▶ Text excerpt:
3.1. Influence of operating conditions on the number of events and signal intensity for PtNPs

Considering previous studies in the literature about spICP-MS fundamentals,^6,31,32 the following variables were investigated: (i) Q_g (0.7/0.9/1.1 L min⁻¹); (ii) Q_l (100/300/500 μL min⁻¹); and (iii) SD (4/8/12 mm). The first two parameters control aerosol generation and transport but also affect plasma characteristics whereas the latter is critical to understand how NMs are atomized and ionized within the plasma. Radio frequency power was kept at 1550 W to favor atomization and ionization thus minimizing potential negative effects derived by solvent introduction into the plasma. Fig. 1 gathers the influence of Q_g on both the number of events (Fig. 1a–c) and event signal intensity (Fig. 1d and e) for PtNPs under different Q_l and SD values.

Fig. 1 Influence of the nebulizer gas flow rate on PtNPs number of events (a, b and c) and pulse signal intensity (d, e and f) at different SD and Q_l. Q_l: 100 (-●-), 300 (), and 500 μL min⁻¹ (); R.f. power: 1550 W; PtNPs concentration: 1.5 × 10⁴ mL⁻¹.

▶ Exercise brief:
Can you edit the passage of the PtNPs operating-conditions text that opens with the words containing "Fig. 1 Influence" and closes with "1.5 × 10⁴ mL⁻¹.", putting "event signal intensity" in place of "pulse signal intensity"? The data comes from a separate source.

▶ Data lines:
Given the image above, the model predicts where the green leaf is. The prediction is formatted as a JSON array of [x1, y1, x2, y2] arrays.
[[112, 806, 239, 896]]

▶ Exercise result:
Fig. 1 Influence of the nebulizer gas flow rate on PtNPs number of events (a, b and c) and event signal intensity (d, e and f) at different SD and Q_l. Q_l: 100 (-●-), 300 (), and 500 μL min⁻¹ (); R.f. power: 1550 W; PtNPs concentration: 1.5 × 10⁴ mL⁻¹.